* _Data items_
----

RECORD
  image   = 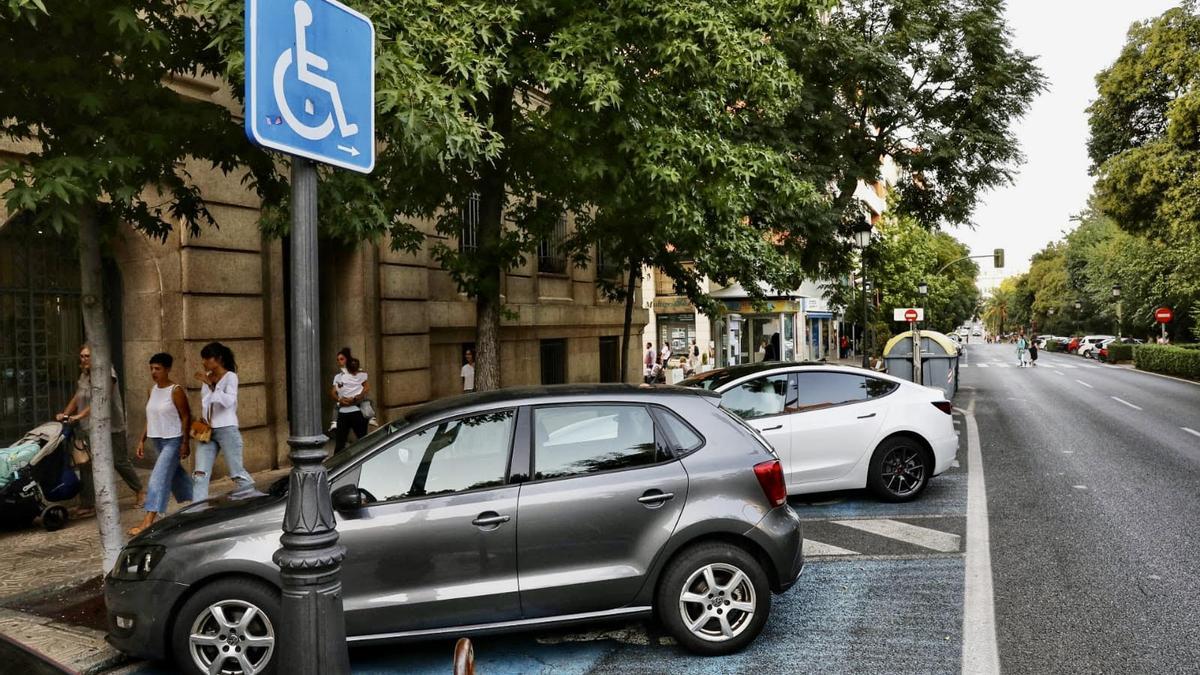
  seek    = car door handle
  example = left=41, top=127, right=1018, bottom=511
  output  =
left=637, top=490, right=674, bottom=506
left=470, top=510, right=512, bottom=527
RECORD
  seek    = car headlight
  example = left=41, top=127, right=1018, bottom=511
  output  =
left=113, top=546, right=167, bottom=581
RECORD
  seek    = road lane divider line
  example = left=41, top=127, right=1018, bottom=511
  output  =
left=1109, top=396, right=1141, bottom=410
left=960, top=396, right=1000, bottom=675
left=833, top=518, right=962, bottom=554
left=804, top=539, right=858, bottom=557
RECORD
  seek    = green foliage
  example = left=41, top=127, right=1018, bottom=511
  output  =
left=0, top=0, right=278, bottom=238
left=1088, top=0, right=1200, bottom=237
left=1104, top=342, right=1134, bottom=363
left=1133, top=345, right=1200, bottom=380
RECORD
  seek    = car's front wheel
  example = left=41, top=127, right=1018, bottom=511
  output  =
left=656, top=543, right=770, bottom=656
left=172, top=579, right=280, bottom=675
left=866, top=436, right=934, bottom=502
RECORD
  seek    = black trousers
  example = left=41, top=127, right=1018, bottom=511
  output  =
left=334, top=411, right=367, bottom=454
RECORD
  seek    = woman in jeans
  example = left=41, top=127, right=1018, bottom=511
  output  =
left=192, top=342, right=254, bottom=501
left=130, top=353, right=192, bottom=536
left=330, top=347, right=371, bottom=454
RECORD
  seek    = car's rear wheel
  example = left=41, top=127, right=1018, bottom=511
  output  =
left=866, top=436, right=934, bottom=502
left=656, top=543, right=770, bottom=656
left=172, top=571, right=280, bottom=675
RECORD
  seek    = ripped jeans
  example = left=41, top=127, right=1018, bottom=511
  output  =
left=192, top=426, right=254, bottom=502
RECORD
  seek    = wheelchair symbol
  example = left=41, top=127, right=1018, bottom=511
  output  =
left=274, top=0, right=359, bottom=144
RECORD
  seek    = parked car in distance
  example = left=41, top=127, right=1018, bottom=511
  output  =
left=680, top=363, right=958, bottom=502
left=104, top=384, right=804, bottom=675
left=1076, top=335, right=1116, bottom=359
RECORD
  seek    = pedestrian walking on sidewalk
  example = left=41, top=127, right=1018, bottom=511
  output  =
left=330, top=347, right=371, bottom=454
left=130, top=352, right=192, bottom=537
left=192, top=342, right=254, bottom=502
left=54, top=345, right=146, bottom=518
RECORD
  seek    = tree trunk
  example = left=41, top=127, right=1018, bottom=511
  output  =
left=79, top=205, right=126, bottom=573
left=620, top=258, right=641, bottom=381
left=475, top=84, right=512, bottom=392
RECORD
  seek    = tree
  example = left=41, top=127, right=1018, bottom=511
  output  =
left=0, top=0, right=275, bottom=571
left=1087, top=0, right=1200, bottom=237
left=763, top=0, right=1044, bottom=230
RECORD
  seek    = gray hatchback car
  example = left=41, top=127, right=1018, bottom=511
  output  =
left=104, top=384, right=804, bottom=674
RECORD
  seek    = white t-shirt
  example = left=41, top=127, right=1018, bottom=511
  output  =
left=200, top=370, right=238, bottom=429
left=334, top=369, right=367, bottom=412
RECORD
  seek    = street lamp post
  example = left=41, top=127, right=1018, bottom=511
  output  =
left=274, top=157, right=350, bottom=675
left=854, top=216, right=874, bottom=369
left=1112, top=283, right=1121, bottom=338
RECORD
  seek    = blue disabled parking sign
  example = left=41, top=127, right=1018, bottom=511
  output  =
left=246, top=0, right=374, bottom=173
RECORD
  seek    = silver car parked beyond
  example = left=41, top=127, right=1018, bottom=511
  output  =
left=104, top=384, right=804, bottom=674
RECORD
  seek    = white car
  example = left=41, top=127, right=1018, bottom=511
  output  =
left=680, top=363, right=959, bottom=502
left=1075, top=335, right=1116, bottom=359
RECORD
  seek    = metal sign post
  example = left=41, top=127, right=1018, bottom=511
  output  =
left=245, top=0, right=374, bottom=675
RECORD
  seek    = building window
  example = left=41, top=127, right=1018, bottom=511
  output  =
left=538, top=338, right=566, bottom=384
left=458, top=192, right=479, bottom=253
left=600, top=335, right=624, bottom=382
left=538, top=213, right=566, bottom=274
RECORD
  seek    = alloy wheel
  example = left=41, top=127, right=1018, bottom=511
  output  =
left=881, top=446, right=925, bottom=497
left=187, top=599, right=275, bottom=675
left=679, top=562, right=757, bottom=643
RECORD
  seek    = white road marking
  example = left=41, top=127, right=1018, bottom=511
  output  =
left=833, top=518, right=961, bottom=554
left=962, top=396, right=1000, bottom=675
left=1109, top=396, right=1141, bottom=410
left=804, top=539, right=858, bottom=557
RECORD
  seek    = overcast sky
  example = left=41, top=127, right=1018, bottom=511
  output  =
left=950, top=0, right=1180, bottom=286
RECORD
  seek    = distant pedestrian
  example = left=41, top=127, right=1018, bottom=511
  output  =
left=329, top=347, right=371, bottom=454
left=458, top=350, right=475, bottom=394
left=192, top=342, right=254, bottom=502
left=130, top=352, right=192, bottom=537
left=54, top=345, right=146, bottom=518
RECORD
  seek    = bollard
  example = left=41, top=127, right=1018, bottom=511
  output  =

----

* _What you are asked to do_
Convert the stretch of lines from the start of the data items through the line containing "left=470, top=510, right=512, bottom=527" into a numbered list, omitting any blank lines. Leave the pictures out of the answer.

* _Result of the task_
1. RECORD
2.   image   = 
3.   seek    = car door handle
4.   example = left=41, top=127, right=1018, bottom=511
5.   output  =
6. left=637, top=490, right=674, bottom=506
7. left=470, top=510, right=512, bottom=527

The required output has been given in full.